▸ **TEXT PROVIDED**
━━━━━━━━━━━━━━━━

Scikit-learn sprint in Paris – Scikit-Learn Consortium

Three weeks ago, we organized a scikit-learn sprint in the AXA’s offices in Paris. No less than 37 persons attended the sprint during the week. Such effort is equivalent to a 6 man-month! While the sprint was organized by the scikit-learn fondation @ inria, it united a much wider group of contributors and it was funded by other organizations (see below).

Improvements to scikit-learn

This sprint saw the inclusion of many Pull Requests. We give the big lines of what has been achieved:

Major new statistical model: Neighborhood Components Analysis

Neighborhood Components Analysis (NCA) is a supervised metric learning algorithm. As illustrated below, NCA learns a metric which brings closer samples of the same class, minimizing the error classification rate. Thus, NCA is used in both classification and dimensionality reduction: in classification, the decision is taken using the metric learnt instead of the usual Euclidean distance as in k nearest-neighbours (Example), and in supervised dimensionality reduction by using the embedding induced by the truncated covariance matrix minimizing the classification error (Example) (William de Vazelhe). An interesting aspect is that the dimensionality reduction is guided by the labels, unlike most dimensionality reduction algorithms which are unsupervised.

New features

Improvement of one-hot encoder: OneHotEncoder can take a new parameter drop to remove the redundant column created during encoding (PR) (Drew Johnston).
Better integration with OpenML to fetch dataset: Reduce the memory usage when loading dataset (PR) (Joel Nothman and Joris Van den Bossche).
Pipeline slicing: Slicing pipeline as in the Python syntax is now supported (PR) (Joel Nothman).
Improvement of OPTICS API: The API of the OPTICS clustering algorithm has been improved allowing to use the algorithm within a grid-search (PR and PR) (Adrin Jalali and Assia Benbihi).

Ongoing work

Development of a fast gradient-boosting decision trees algorithm: An approximated GBDT algorithm is proposed (PR) by using histograms (Nicolas Hug).

Release and quality assurance

ARM 64-bits support: Pull Requests have been submitted to fully support the ARM 64 bits platforms (PR, PR, PR) (Joel Nothman and Roman Yurchak).

━━━━━━━━━━━━━━━━

▸ **GIVEN MATERIAL**
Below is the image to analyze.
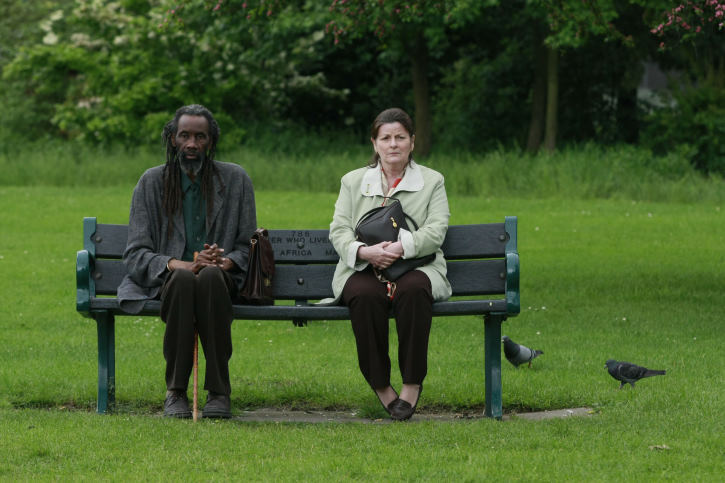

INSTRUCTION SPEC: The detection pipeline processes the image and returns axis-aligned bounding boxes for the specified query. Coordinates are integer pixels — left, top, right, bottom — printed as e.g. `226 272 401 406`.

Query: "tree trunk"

━━━━━━━━━━━━━━━━

▸ **EXERCISE TASKS**
1: According to the scikit-learn sprint post, how many persons attended the sprint during the week?
2: Echo the scikit-learn sprint post, starting at the words "Development of a" and stopping after "and Roman Yurchak).".
The lines play no part in this work.

▸ **SOLVED TASKS**
1: No less than 37 persons attended the sprint.

2:
Development of a fast gradient-boosting decision trees algorithm: An approximated GBDT algorithm is proposed (PR) by using histograms (Nicolas Hug).

Release and quality assurance

ARM 64-bits support: Pull Requests have been submitted to fully support the ARM 64 bits platforms (PR, PR, PR) (Joel Nothman and Roman Yurchak).